## Your instructions
Return the whole listing exactly as written.
◇ ◇ ◇ ◇ ◇ ◇ ◇
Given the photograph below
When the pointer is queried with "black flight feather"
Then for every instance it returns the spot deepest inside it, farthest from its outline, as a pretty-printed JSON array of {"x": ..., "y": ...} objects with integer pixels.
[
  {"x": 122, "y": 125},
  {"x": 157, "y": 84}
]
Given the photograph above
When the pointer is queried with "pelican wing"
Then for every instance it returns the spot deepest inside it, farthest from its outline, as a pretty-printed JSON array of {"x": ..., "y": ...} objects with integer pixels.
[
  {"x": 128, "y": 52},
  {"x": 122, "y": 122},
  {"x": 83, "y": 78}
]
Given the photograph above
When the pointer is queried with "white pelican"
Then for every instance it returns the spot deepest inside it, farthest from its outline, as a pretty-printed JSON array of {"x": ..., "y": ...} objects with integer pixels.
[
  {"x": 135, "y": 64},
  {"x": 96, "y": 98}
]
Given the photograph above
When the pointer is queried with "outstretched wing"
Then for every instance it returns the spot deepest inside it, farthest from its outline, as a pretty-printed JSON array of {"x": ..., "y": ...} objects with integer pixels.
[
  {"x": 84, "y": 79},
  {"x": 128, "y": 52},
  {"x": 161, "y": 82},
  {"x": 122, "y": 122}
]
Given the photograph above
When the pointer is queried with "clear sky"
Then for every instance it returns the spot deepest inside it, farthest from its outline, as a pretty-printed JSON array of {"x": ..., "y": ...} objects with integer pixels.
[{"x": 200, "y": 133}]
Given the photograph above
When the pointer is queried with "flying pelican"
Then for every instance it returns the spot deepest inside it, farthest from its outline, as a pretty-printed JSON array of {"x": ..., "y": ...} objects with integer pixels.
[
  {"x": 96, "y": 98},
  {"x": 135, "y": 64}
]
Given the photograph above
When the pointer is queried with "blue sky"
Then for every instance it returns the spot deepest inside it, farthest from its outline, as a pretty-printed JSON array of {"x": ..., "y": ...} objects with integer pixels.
◇ ◇ ◇ ◇ ◇ ◇ ◇
## Solution for this exercise
Given the photograph below
When the pointer is queried with "black flight feather"
Then for every instance it returns the spot deepest inside it, farthest from its outline, as a pretty-printed JSON array of {"x": ..., "y": ...} objects with integer pixels.
[
  {"x": 122, "y": 125},
  {"x": 157, "y": 84}
]
Given the photograph above
When the pointer is queried with "pelican wing"
Then for every instance it returns the spot deepest inside it, farthest from its outline, as a pretty-printed JSON array of {"x": ..., "y": ...} objects with integer pixels.
[
  {"x": 128, "y": 52},
  {"x": 122, "y": 122},
  {"x": 83, "y": 78}
]
Given the photograph above
When the pointer is queried with "white pelican"
Then for every instance it returns the spot deepest inside it, farthest from its outline, as a pretty-printed JSON array of {"x": ..., "y": ...} objects with integer pixels.
[
  {"x": 135, "y": 64},
  {"x": 96, "y": 98}
]
Given the photograph above
When the pointer is queried with "outstretched wing"
Then for every instance it returns the spot deepest inside it, farthest from its outline, as a pretty-printed JSON array of {"x": ..., "y": ...} objects with integer pixels.
[
  {"x": 84, "y": 79},
  {"x": 128, "y": 52},
  {"x": 161, "y": 82},
  {"x": 122, "y": 122}
]
Given the photograph above
When the pointer is queried with "clear sky"
Then for every instance it returns the spot deepest inside it, farthest from its outline, as a pretty-printed JSON array of {"x": ..., "y": ...} objects with integer pixels.
[{"x": 200, "y": 133}]
Given the photograph above
When the pointer is queried with "flying pelican"
Then for every instance it returns the spot deepest inside it, farthest from its outline, as a pretty-printed JSON array of {"x": ..., "y": ...} objects with integer pixels.
[
  {"x": 96, "y": 98},
  {"x": 135, "y": 64}
]
Given the photograph above
When the pointer is queried with "blue sky"
Then for every instance it returns the spot deepest inside it, farthest from its outline, as a pretty-printed JSON array of {"x": ..., "y": ...} objects with integer pixels.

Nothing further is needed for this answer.